▶ [Prompt]:
Transcribe, exactly as they appear, only the lines from the one holding "Tag one point on each instance of the microphone" through the end of the entries below.

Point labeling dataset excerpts
★ ★ ★

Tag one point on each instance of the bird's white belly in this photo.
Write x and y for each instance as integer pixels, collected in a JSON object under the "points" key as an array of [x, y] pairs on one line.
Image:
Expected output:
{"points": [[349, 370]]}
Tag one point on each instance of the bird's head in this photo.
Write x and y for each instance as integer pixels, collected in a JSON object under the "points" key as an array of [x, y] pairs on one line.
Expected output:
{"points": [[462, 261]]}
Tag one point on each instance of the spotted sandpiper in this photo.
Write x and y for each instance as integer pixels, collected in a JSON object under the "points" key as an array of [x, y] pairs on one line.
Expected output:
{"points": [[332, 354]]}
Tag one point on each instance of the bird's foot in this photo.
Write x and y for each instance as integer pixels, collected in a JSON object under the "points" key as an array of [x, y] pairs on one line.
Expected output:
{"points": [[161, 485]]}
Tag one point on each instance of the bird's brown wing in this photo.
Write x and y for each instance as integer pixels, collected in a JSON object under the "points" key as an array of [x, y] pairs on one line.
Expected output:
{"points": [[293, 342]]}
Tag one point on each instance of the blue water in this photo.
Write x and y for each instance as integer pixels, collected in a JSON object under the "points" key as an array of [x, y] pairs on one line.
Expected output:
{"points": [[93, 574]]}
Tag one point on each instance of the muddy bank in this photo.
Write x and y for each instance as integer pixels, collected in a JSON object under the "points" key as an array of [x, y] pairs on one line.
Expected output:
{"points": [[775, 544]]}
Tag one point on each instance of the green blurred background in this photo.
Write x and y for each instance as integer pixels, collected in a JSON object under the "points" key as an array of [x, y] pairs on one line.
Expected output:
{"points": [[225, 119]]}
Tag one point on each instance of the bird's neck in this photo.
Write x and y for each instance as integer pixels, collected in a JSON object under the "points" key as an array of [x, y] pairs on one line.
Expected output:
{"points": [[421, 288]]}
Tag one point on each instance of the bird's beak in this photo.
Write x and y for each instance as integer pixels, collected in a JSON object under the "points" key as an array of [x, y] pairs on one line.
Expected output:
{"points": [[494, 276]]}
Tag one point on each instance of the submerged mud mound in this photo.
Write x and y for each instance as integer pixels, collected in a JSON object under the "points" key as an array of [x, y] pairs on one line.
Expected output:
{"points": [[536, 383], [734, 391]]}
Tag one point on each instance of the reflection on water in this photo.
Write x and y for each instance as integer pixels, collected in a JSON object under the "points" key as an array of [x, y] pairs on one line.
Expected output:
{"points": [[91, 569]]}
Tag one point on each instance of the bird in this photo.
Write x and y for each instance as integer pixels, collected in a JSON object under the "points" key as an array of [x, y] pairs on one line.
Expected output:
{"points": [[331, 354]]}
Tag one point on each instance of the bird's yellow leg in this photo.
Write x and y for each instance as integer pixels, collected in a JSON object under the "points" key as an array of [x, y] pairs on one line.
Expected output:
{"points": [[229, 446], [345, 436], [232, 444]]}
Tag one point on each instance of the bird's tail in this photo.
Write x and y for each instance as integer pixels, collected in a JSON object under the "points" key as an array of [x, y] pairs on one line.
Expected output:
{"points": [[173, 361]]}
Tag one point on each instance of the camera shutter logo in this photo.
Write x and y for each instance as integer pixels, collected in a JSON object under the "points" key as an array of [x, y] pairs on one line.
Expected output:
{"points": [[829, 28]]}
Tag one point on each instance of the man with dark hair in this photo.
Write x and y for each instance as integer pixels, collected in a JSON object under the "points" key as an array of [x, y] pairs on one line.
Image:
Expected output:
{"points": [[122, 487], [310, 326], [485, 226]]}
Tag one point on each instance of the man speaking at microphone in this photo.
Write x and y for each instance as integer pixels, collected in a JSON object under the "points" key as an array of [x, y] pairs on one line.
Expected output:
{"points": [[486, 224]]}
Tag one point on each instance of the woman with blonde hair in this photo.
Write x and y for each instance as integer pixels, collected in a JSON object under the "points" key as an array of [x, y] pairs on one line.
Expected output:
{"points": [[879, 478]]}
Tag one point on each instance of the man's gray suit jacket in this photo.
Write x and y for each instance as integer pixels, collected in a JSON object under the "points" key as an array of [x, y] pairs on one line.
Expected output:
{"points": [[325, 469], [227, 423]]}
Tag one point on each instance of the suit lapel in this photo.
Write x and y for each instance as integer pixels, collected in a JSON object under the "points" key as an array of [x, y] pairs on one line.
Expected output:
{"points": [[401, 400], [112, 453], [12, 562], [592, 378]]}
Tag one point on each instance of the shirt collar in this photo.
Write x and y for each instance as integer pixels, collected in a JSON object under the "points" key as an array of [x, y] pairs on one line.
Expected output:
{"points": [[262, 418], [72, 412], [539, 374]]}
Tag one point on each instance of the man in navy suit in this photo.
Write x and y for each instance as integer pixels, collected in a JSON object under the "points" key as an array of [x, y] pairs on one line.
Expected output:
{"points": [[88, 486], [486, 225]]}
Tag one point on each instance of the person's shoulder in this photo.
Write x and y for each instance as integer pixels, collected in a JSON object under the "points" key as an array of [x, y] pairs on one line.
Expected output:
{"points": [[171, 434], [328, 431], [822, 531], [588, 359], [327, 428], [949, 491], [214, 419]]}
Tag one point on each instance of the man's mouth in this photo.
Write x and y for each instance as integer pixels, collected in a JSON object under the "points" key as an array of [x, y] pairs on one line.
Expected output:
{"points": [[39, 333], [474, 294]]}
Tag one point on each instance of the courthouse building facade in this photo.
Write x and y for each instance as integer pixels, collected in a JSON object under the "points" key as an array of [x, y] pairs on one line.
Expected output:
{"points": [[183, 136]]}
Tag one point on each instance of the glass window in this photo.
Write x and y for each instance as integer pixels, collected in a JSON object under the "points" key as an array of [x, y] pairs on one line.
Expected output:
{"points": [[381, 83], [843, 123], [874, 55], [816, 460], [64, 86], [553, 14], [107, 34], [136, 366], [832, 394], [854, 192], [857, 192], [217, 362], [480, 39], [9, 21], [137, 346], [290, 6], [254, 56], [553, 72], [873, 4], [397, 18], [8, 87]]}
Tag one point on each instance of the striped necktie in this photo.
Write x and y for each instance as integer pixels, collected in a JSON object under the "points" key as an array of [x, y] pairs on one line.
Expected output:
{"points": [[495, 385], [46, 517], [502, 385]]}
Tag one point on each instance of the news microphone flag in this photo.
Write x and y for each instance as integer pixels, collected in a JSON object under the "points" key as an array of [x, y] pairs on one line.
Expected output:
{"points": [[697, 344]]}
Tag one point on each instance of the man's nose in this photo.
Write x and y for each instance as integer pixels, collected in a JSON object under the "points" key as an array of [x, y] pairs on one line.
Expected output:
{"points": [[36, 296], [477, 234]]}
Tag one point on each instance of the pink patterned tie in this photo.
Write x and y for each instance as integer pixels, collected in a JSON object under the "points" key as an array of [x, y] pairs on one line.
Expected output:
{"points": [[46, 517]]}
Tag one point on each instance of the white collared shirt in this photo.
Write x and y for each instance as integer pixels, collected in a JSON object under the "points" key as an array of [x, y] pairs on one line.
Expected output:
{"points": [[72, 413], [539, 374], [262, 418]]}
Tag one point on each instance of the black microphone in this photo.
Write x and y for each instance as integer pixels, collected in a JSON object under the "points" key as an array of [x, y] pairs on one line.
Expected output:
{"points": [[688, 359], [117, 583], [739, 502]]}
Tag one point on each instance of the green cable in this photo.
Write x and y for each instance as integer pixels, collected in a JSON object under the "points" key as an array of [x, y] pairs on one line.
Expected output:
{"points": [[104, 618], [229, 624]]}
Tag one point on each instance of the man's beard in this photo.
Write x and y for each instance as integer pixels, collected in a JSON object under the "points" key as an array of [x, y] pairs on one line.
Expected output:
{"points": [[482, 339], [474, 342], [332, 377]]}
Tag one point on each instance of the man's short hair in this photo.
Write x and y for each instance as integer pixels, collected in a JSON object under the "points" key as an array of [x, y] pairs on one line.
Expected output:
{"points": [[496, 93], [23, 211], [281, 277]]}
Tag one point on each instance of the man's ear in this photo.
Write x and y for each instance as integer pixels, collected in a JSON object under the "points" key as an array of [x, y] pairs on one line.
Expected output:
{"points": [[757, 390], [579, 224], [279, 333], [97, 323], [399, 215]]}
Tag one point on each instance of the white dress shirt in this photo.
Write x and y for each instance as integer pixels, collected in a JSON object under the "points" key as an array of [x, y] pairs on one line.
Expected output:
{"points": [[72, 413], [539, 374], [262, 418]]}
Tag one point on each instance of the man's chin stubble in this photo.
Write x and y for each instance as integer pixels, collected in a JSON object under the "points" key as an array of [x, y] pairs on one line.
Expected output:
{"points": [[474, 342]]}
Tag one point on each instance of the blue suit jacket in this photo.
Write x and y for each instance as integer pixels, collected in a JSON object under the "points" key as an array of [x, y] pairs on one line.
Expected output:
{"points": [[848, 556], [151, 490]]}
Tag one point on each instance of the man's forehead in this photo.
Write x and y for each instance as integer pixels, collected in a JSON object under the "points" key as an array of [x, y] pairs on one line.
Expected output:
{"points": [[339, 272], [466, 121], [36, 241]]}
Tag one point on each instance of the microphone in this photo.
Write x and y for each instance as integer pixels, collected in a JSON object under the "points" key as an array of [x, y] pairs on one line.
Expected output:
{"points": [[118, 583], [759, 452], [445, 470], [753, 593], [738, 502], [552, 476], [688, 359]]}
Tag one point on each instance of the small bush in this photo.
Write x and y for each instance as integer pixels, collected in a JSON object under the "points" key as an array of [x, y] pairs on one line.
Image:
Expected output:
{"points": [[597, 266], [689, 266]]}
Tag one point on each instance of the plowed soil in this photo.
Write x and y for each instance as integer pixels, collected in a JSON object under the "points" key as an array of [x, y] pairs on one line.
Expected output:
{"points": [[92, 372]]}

★ ★ ★

▶ [Response]:
Tag one point on each instance of the microphone in this photo.
Write x and y for each instance as integer pixels, collected in a JSON object under the "points" key as an array of [x, y] pairs on one line.
Expected output:
{"points": [[118, 583], [759, 452], [445, 470], [753, 593], [738, 502], [552, 476], [688, 359]]}
Tag one point on each instance of the small bush in this photo.
Write x and y for each instance as integer pixels, collected in a JSON object under the "points" key as an array of [x, y] pairs on one line.
Image:
Expected output:
{"points": [[597, 266], [689, 266]]}
Tag one point on each instance of the plowed soil in this photo.
Write x and y for each instance as integer pixels, collected in a JSON object under the "points" key as an array of [x, y] pairs on one line.
Expected output:
{"points": [[92, 372]]}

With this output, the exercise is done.